-- start Dataset entries --

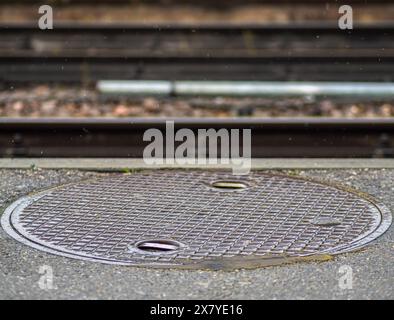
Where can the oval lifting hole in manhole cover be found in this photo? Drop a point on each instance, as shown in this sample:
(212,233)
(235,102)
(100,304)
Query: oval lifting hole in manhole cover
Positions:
(229,185)
(169,218)
(156,246)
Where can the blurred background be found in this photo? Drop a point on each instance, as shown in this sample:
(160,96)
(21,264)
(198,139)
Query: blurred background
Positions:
(174,58)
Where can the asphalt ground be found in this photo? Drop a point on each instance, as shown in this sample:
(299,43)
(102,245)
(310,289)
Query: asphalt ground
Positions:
(372,267)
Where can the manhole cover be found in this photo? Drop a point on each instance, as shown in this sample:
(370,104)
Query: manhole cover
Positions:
(196,219)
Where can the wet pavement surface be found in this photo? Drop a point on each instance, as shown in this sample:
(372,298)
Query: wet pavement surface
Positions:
(22,268)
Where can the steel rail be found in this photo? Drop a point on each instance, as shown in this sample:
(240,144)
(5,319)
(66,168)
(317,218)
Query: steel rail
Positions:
(271,138)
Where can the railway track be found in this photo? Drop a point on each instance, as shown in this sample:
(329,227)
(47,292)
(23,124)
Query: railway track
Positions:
(301,52)
(297,137)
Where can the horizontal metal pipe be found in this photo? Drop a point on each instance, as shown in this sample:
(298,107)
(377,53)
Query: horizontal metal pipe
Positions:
(248,88)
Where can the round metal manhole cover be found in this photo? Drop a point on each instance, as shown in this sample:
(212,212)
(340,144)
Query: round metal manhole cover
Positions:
(196,219)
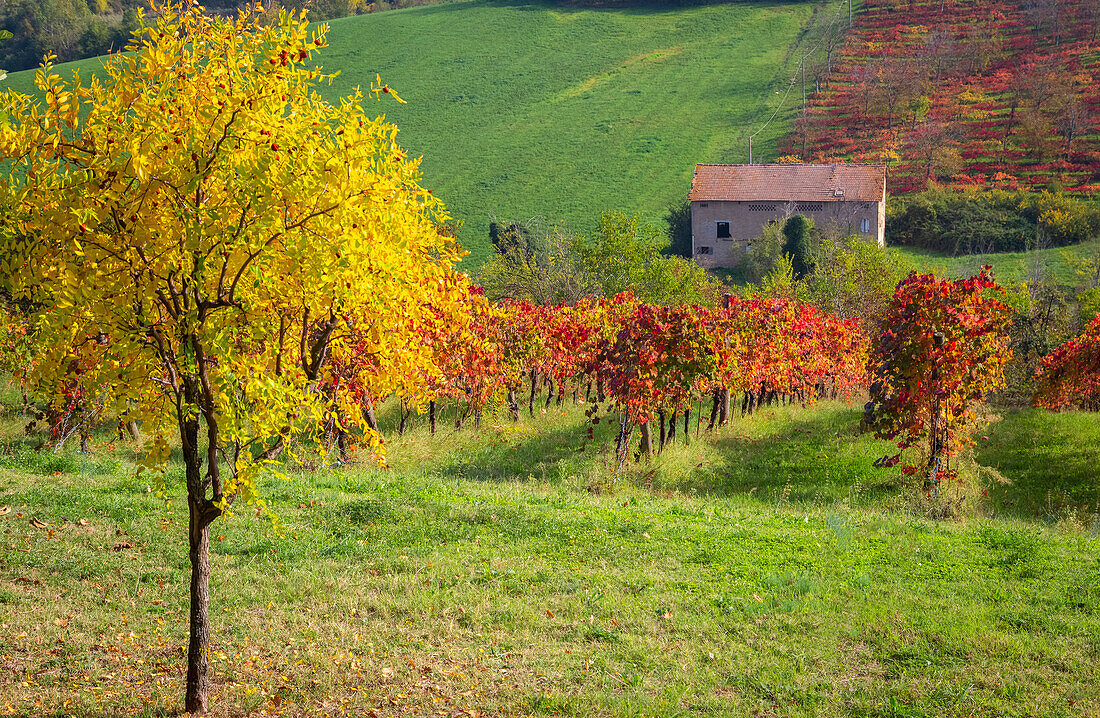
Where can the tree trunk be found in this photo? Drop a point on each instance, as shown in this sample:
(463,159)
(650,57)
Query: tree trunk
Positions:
(404,424)
(513,405)
(530,405)
(198,677)
(369,416)
(646,446)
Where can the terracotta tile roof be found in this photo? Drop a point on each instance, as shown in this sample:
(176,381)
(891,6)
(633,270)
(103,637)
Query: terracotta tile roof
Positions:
(783,183)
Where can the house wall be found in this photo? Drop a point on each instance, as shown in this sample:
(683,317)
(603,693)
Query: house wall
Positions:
(747,221)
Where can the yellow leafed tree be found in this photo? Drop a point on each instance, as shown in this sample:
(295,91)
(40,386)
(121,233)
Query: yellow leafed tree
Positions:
(218,232)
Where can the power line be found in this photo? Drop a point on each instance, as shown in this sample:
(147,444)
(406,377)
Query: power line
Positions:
(802,61)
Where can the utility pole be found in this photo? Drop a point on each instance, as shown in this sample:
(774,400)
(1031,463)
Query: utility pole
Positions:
(803,87)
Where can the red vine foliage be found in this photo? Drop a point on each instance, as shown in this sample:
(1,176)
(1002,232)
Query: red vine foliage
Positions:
(1069,376)
(943,348)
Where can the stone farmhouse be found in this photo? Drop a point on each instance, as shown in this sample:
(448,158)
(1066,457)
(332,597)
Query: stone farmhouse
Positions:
(730,205)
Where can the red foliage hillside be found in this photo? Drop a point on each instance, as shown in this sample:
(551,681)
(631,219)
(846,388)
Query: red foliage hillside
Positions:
(964,91)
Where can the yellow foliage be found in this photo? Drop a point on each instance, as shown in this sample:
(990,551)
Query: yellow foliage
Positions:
(226,232)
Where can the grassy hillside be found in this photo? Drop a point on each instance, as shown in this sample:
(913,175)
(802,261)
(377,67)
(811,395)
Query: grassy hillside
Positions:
(966,91)
(530,109)
(767,570)
(1011,267)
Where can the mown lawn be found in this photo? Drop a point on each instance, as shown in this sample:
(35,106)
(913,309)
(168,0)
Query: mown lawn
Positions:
(538,109)
(766,570)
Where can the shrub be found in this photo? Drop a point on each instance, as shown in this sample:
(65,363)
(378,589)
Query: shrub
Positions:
(978,221)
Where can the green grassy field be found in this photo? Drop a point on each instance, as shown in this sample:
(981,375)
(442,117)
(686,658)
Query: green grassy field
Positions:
(529,109)
(1010,267)
(767,570)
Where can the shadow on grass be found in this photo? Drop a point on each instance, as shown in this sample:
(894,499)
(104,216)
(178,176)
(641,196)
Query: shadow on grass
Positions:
(816,457)
(1052,460)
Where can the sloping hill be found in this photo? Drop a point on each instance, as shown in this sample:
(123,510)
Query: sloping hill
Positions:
(965,91)
(527,110)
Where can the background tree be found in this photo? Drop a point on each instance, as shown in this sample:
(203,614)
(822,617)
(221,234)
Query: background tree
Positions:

-- end Dataset entries --

## Requirements
Starting at the line that contains "Where can the yellow foliage", quote each remaining line of the entries above, unchanged.

## In response
Where can the yellow foliage be found in this photo? Drop a point on each instance, as shown in this sample:
(990,551)
Query: yellow foliage
Positions:
(226,232)
Where can the grassy hillside be found in this photo? Drop a point on each instance, as shown in this sample:
(913,175)
(802,261)
(377,67)
(811,395)
Query: grassy hillside
Positions:
(966,91)
(530,109)
(767,570)
(1011,267)
Where can the mown lawn be found in this photo? Drop a point on each instance, as shown in this sample:
(35,106)
(913,309)
(168,0)
Query: mown lawn
Positions:
(538,109)
(766,570)
Where can the shrub be found in this photo? Drop a point on each instance, as shown in this sample:
(65,363)
(378,589)
Query: shrub
Positions:
(978,221)
Where can the green grassy field be found in this photo? Drop a point on each instance, as shown in this sample:
(981,375)
(442,117)
(686,658)
Query: green grassy field
Positions:
(529,109)
(1010,267)
(767,570)
Where can the shadow on grass be found in this photo? Drop a point on each instance, as shown in this sample:
(894,499)
(104,216)
(178,176)
(641,196)
Query: shadow on grass
Positions:
(816,457)
(1052,460)
Where can the sloping hill be found in this photo? Drop a point on each instance, as shown in this sample:
(123,510)
Query: sloping hill
Positions:
(965,91)
(527,110)
Where can the background tree be found in this photo? Drop a point on each instance, as shown in this sample:
(203,614)
(822,617)
(221,234)
Query: background tree
Positions:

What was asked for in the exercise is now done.